Stored data entries
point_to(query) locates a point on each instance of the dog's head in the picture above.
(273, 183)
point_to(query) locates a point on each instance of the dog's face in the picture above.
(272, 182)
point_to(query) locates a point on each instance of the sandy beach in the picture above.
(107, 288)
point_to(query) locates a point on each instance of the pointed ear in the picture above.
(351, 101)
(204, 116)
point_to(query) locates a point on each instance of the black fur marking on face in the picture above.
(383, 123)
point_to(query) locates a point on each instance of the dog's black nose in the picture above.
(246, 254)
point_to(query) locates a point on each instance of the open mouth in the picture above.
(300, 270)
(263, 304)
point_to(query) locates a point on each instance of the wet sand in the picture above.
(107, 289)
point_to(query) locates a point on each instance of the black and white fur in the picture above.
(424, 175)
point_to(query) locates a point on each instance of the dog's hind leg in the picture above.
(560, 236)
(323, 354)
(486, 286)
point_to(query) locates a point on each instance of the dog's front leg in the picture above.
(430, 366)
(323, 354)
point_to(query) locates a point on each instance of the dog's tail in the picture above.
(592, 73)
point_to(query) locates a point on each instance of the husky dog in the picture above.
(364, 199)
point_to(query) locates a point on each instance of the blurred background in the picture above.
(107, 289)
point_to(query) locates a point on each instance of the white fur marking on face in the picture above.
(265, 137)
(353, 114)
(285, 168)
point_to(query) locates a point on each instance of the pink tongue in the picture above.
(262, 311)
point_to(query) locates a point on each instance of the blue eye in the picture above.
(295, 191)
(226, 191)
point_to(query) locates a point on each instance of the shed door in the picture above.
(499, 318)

- **Aim of the task**
Each entry should be duplicated exactly as it was given.

- **Answer area**
point_to(query) locates a point on each instance of the dog's head in the picture above.
(273, 183)
point_to(query) locates a point on each instance of the dog's face in the picture above.
(272, 182)
point_to(query) locates a point on each instance of the sandy beach in the picture above.
(107, 288)
point_to(query) locates a point on each instance of the pointed ear in the picture above.
(351, 101)
(204, 116)
point_to(query) locates a point on each instance of the black fur marking on face in the picture above.
(383, 123)
point_to(query) locates a point on each instance of the dog's black nose in the picture above.
(246, 254)
point_to(query) locates a point on each instance of the open mouth in the picture above.
(300, 270)
(263, 304)
point_to(query) locates a point on each instance of the wet sand in the picture above.
(107, 289)
point_to(query) locates a point on each instance of the black and white fur in the picture above.
(424, 175)
point_to(query) locates a point on each instance of the dog's hind leg in the picture above.
(560, 236)
(323, 354)
(486, 286)
point_to(query) locates a point on each instance of the dog's front leg in the picture above.
(430, 366)
(323, 354)
point_to(query) locates a point on each instance of the dog's tail in the picture above.
(592, 73)
point_to(query) locates a point on each instance of the husky dog in the picture above.
(364, 199)
point_to(query) locates a point on each instance of the blurred background in the picture above.
(107, 289)
point_to(query) locates a point on each instance of the white fur marking on face in the picture above.
(265, 137)
(353, 114)
(285, 168)
point_to(query) locates a point on each instance of the pink tongue in the picture above.
(262, 311)
point_to(query) locates a point on each instance of the blue eye in the picture above.
(295, 191)
(226, 191)
point_to(query) locates a point on each instance of the shed door in the picture above.
(499, 318)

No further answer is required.